= Information shown =
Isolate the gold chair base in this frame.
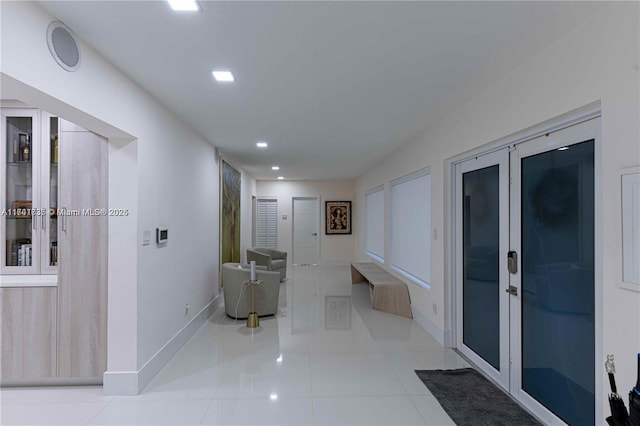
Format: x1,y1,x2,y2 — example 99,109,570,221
247,312,260,328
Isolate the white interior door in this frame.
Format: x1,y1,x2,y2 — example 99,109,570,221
254,198,278,249
456,148,509,390
292,197,319,265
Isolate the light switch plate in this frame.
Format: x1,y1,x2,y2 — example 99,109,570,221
142,229,151,246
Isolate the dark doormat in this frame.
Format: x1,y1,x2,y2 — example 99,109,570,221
416,368,541,426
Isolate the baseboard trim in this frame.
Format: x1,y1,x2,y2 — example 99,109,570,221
320,259,353,266
103,293,223,395
411,305,451,347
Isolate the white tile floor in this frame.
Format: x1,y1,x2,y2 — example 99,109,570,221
0,266,467,425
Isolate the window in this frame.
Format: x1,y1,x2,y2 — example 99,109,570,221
365,186,384,263
256,199,278,249
391,168,431,288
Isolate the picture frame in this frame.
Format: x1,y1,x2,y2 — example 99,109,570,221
324,201,351,235
620,167,640,292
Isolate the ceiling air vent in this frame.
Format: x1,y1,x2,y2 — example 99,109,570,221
47,21,80,71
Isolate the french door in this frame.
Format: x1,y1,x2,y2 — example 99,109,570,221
455,118,599,425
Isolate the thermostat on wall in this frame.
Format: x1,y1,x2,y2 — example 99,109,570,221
156,228,169,244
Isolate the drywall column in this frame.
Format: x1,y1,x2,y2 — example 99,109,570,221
103,139,138,395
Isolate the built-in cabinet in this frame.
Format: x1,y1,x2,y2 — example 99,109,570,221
0,287,58,379
0,108,108,385
0,108,58,275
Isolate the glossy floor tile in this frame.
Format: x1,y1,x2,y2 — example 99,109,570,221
0,266,467,425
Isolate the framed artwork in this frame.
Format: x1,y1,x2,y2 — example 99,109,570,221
620,167,640,292
220,160,240,263
324,201,351,235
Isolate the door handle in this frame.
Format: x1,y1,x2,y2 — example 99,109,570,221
507,251,518,274
60,207,67,233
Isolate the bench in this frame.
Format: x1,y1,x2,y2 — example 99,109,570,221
351,263,413,318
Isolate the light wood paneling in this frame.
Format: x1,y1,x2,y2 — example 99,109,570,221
0,287,57,379
58,123,108,378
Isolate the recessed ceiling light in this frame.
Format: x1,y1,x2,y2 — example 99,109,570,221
211,70,235,83
167,0,200,12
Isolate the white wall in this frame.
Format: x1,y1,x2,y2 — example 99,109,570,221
0,2,219,393
238,161,257,263
257,180,356,264
356,2,640,413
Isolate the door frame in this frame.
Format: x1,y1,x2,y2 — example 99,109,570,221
291,196,322,265
444,101,606,424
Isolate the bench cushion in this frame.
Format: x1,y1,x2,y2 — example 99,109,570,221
351,263,413,318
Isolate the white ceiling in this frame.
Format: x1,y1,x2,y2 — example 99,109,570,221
39,1,601,180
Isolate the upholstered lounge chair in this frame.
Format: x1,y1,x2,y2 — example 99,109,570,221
247,247,287,281
222,263,280,319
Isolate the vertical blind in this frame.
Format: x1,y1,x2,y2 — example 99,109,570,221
365,187,384,262
390,169,431,288
256,200,278,249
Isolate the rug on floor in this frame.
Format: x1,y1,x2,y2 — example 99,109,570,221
416,368,541,426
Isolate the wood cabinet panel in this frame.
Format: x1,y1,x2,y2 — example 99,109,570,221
58,125,109,378
0,287,57,379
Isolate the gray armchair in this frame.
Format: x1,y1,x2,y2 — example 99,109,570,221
247,247,287,281
222,263,280,319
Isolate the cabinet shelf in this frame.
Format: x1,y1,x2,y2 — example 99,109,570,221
7,161,33,167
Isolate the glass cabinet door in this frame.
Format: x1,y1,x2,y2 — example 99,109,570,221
2,110,40,274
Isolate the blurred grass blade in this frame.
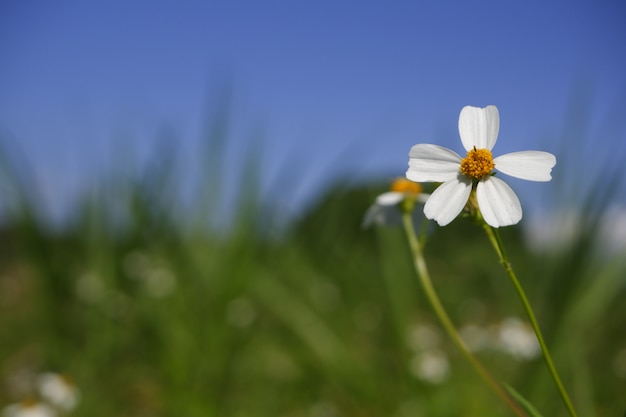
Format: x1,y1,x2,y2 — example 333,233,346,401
504,384,543,417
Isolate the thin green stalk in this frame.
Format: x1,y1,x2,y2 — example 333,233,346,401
482,221,577,417
402,211,527,417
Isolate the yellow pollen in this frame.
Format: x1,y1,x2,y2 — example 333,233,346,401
391,178,422,195
461,147,495,179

= To do =
Copy the data from the line with "Isolate the framed artwork in this frame." up to and including the line with "167,0,200,12", keeping every line. Offset each bounding-box coordinate by -42 and leave all other text unchanged.

= Written solution =
Isolate the framed artwork in this frame.
Format: x1,y1,x2,y2 — example 99,109,570,221
578,125,598,250
178,118,198,221
282,159,309,193
Isolate the door handle in this frame.
Format: x1,y1,x2,y2 — example 99,109,570,221
465,209,476,232
18,165,25,191
Isolate the bench in this frame.
Format: x1,y1,x2,y2 — example 99,109,570,221
309,221,371,276
Isolate the light wood paneling in this frame.
Format: x1,y1,x2,y2 — example 99,109,570,221
-42,245,15,337
16,81,66,336
Isolate the recessed ceiling light in this frame.
Format: x1,y1,x2,y2 — example 99,109,570,221
169,28,193,41
125,-42,158,-30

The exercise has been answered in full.